[Location labeling records]
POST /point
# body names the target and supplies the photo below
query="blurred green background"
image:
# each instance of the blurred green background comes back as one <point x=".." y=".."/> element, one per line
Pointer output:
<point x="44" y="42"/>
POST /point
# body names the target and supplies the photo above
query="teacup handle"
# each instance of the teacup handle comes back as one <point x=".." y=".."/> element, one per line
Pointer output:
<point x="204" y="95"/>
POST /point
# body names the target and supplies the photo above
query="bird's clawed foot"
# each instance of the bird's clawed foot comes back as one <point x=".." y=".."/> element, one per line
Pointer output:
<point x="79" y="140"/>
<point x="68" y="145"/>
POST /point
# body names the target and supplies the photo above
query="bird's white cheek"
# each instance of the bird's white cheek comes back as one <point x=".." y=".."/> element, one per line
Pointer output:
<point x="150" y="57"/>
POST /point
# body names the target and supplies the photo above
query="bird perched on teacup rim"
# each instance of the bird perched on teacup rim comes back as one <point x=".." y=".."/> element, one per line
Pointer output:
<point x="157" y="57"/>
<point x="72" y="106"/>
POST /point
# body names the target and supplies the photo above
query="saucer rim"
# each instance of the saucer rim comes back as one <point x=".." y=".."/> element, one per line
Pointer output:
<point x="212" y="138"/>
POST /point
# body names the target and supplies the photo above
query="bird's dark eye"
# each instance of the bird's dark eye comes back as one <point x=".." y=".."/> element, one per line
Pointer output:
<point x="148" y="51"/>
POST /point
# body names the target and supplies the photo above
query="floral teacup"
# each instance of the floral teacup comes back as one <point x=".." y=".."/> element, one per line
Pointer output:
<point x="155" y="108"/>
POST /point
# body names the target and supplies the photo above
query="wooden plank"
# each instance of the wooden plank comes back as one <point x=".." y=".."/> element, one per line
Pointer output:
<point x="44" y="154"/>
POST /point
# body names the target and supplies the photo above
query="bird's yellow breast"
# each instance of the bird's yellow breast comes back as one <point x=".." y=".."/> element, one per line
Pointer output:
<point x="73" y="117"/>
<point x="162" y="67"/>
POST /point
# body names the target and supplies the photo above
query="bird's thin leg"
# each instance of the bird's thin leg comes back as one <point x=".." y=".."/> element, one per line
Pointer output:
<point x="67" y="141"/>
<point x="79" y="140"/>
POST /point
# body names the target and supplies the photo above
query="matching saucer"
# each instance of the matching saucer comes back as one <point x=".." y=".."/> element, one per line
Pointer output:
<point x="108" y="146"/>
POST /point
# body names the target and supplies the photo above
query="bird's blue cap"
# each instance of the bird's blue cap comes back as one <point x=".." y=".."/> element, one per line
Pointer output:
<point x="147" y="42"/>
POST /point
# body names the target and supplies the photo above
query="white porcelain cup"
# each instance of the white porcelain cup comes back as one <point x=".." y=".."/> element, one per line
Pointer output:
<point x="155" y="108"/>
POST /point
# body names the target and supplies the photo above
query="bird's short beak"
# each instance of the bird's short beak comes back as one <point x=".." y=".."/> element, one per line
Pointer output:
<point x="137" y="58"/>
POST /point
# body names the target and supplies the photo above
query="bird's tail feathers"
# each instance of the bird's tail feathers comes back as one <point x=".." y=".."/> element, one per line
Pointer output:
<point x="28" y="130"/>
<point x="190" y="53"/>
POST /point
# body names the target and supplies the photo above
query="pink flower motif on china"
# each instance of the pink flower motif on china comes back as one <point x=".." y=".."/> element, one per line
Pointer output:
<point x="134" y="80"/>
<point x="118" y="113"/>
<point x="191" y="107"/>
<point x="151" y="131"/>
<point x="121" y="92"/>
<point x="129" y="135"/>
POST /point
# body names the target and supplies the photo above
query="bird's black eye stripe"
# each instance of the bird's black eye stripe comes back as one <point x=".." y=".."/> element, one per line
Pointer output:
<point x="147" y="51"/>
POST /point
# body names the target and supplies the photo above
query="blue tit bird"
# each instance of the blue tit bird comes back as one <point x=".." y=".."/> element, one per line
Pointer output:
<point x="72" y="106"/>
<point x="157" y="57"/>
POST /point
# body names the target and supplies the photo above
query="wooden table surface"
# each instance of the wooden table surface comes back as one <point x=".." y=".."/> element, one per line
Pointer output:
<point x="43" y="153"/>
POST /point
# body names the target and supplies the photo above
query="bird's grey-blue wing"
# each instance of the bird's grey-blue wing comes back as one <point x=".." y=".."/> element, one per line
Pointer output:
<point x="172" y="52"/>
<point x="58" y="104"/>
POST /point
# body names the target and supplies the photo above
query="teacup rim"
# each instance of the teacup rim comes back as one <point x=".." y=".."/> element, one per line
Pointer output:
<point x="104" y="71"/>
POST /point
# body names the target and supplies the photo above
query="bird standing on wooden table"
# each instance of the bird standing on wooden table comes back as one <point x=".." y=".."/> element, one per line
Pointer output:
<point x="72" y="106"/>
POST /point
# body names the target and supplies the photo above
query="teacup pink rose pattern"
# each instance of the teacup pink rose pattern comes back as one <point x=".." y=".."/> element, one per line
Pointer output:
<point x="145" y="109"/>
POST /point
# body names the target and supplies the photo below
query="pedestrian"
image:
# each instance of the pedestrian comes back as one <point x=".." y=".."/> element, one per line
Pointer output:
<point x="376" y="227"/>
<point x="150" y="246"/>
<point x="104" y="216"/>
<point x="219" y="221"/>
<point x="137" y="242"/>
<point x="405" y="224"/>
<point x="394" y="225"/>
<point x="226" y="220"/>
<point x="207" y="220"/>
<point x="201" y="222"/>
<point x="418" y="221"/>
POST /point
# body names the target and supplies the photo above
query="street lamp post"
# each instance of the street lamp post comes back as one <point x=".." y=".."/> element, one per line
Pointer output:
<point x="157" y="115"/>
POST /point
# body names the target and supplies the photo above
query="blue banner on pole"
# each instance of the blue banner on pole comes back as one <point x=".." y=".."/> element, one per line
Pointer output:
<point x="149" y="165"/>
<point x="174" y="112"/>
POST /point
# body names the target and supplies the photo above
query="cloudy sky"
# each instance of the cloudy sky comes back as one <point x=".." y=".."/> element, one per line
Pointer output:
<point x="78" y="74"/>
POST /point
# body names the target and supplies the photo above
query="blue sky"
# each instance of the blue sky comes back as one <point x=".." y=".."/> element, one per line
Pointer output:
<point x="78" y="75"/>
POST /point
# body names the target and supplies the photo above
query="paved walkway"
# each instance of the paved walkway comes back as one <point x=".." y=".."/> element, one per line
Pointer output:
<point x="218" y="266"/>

▶ _TASK TO CARRY OUT_
Restate the data above word for word, please.

▶ _RESPONSE_
POST /point
# body names the target and supplies the photo below
query="blurred green background"
image:
# each instance of the blurred green background comes back as one <point x=".." y=".."/> element, one per line
Pointer output:
<point x="44" y="42"/>
POST /point
# body names the target and supplies the photo above
query="teacup handle"
# each instance of the teacup handle comes back as one <point x=".." y=".."/> element, one per line
Pointer output:
<point x="204" y="95"/>
POST /point
# body names the target and supplies the photo above
query="bird's clawed foot"
# each instance of the bird's clawed foot comes back as one <point x=".." y=".."/> element, one per line
Pointer output:
<point x="79" y="140"/>
<point x="68" y="145"/>
POST /point
# body names the target and supplies the photo above
query="bird's white cheek"
# each instance of the bird's white cheek comes back as one <point x=".." y=".."/> element, one per line
Pointer output:
<point x="150" y="57"/>
POST /point
# body names the target and supplies the photo above
query="bird perched on teacup rim"
# each instance of the bird perched on teacup rim comes back as one <point x=".." y=".."/> element, one per line
Pointer output:
<point x="157" y="57"/>
<point x="72" y="106"/>
POST /point
# body names the target and supplies the photo above
query="saucer rim"
# each instance of the saucer rim comes back as one <point x=".." y=".."/> element, one per line
Pointer output:
<point x="212" y="138"/>
POST /point
# body names the target and supplies the photo above
query="bird's dark eye"
# each instance of the bird's dark eye comes back as one <point x=".." y=".."/> element, one per line
Pointer output:
<point x="148" y="51"/>
POST /point
# body names the target and supplies the photo above
query="floral teacup"
# each instance of the floral teacup comes back as one <point x=".." y=".."/> element, one per line
Pointer output:
<point x="155" y="108"/>
POST /point
# body names the target and supplies the photo above
query="wooden plank"
# each instance of the wooden plank comes back as one <point x=".." y=".."/> element, one per line
Pointer output:
<point x="44" y="154"/>
POST /point
# body names the target and supplies the photo above
query="bird's yellow breast"
# each instance of the bird's yellow breast comes back as one <point x=".." y=".."/> element, one per line
Pointer output:
<point x="73" y="117"/>
<point x="162" y="67"/>
POST /point
# body names the target and supplies the photo above
query="bird's thin leg"
# each instance of the bird's thin leg comes back as one <point x=".." y=".."/> element, one per line
Pointer output:
<point x="67" y="141"/>
<point x="79" y="140"/>
POST /point
# body names the target and supplies the photo above
query="matching saucer"
# each instance of the matching saucer comes back as one <point x=".." y=".."/> element, one per line
Pointer output:
<point x="108" y="146"/>
POST /point
# body names the target and supplies the photo above
query="bird's blue cap"
# each instance of the bird's blue cap comes back as one <point x=".." y=".."/> element, one per line
Pointer output:
<point x="147" y="42"/>
POST /point
# body names the target and supplies the photo above
query="white porcelain cup"
# each instance of the white porcelain cup comes back as one <point x=".." y=".."/> element, one per line
Pointer output:
<point x="155" y="108"/>
POST /point
# body names the target and supplies the photo above
query="bird's short beak"
# each instance of the bird's short beak comes back as one <point x=".." y=".."/> element, one per line
Pointer output:
<point x="137" y="58"/>
POST /point
# body names the target and supplies the photo above
query="bird's tail feathers"
# each instance of the bird's tail feathers comes back as one <point x=".." y=".."/> element, one per line
Pointer output:
<point x="28" y="130"/>
<point x="190" y="53"/>
POST /point
# body names the target and supplies the photo above
query="pink flower motif on china"
# each instance of the pink flower motif on china comes back as one <point x=".." y=".."/> element, one per line
Pointer output:
<point x="134" y="80"/>
<point x="118" y="113"/>
<point x="191" y="107"/>
<point x="151" y="131"/>
<point x="121" y="92"/>
<point x="129" y="135"/>
POST /point
# body names the target and supplies the photo above
query="bird's black eye stripe"
# each instance of the bird's black eye stripe comes back as one <point x=".." y=".."/> element, one per line
Pointer output:
<point x="147" y="51"/>
POST /point
# body names the target and supplies the photo above
query="blue tit bird"
# each instance of the blue tit bird comes back as one <point x=".." y=".."/> element, one per line
Pointer output:
<point x="72" y="106"/>
<point x="157" y="57"/>
POST /point
# body names the target and supplies the photo above
query="wooden table surface"
# each instance of the wooden table surface comes back as one <point x=".." y=".."/> element, one per line
Pointer output:
<point x="43" y="153"/>
POST /point
# body names the target and supplies the photo above
query="bird's grey-blue wing"
# each instance of the bird's grey-blue wing comes back as one <point x=".." y=".."/> element, one per line
Pointer output:
<point x="172" y="52"/>
<point x="58" y="104"/>
POST /point
# body names the target and supplies the photo above
query="teacup rim"
# each instance of the teacup rim comes back as one <point x=".." y=".."/> element, one per line
Pointer output:
<point x="104" y="71"/>
POST /point
# body names the target and supplies the photo above
query="bird standing on wooden table"
# each instance of the bird standing on wooden table comes back as one <point x=".." y=".."/> element, one per line
Pointer output:
<point x="72" y="106"/>
POST /point
# body names the target and supplies the photo above
query="teacup pink rose pattern"
# each instance of the teacup pink rose pattern comes back as one <point x=".." y=".."/> element, one per line
Pointer output:
<point x="145" y="109"/>
POST /point
# body names the target and supplies the photo below
query="pedestrian"
image:
# each instance of the pedestrian comes back as one <point x=".." y=".."/> element, one per line
Pointer output:
<point x="376" y="227"/>
<point x="150" y="246"/>
<point x="104" y="216"/>
<point x="219" y="221"/>
<point x="137" y="242"/>
<point x="405" y="224"/>
<point x="394" y="225"/>
<point x="226" y="220"/>
<point x="207" y="220"/>
<point x="201" y="222"/>
<point x="418" y="221"/>
POST /point
# body names the target and supplies the photo above
query="street lamp post"
# each instance of the street lamp post comes back as one <point x=".." y=".."/> element, one per line
Pointer output:
<point x="157" y="115"/>
POST /point
# body names the target and supplies the photo above
query="blue banner on pole"
# each instance of the blue banner on pole comes back as one <point x=".." y=".."/> element, one per line
Pointer output:
<point x="149" y="165"/>
<point x="174" y="112"/>
POST /point
# body names the target and supplies the photo above
query="cloudy sky"
# each instance of the cloudy sky comes back as one <point x=".." y=".."/> element, one per line
Pointer output:
<point x="78" y="74"/>
POST /point
# body names the target and supplies the photo above
query="blue sky"
# each instance of the blue sky comes back as one <point x=".." y=".."/> element, one per line
Pointer output:
<point x="78" y="75"/>
POST /point
# body names the target and supplies the photo above
query="paved walkway"
# each instance of the paved walkway comes back as one <point x=".." y=".."/> element, one per line
Pointer output:
<point x="218" y="266"/>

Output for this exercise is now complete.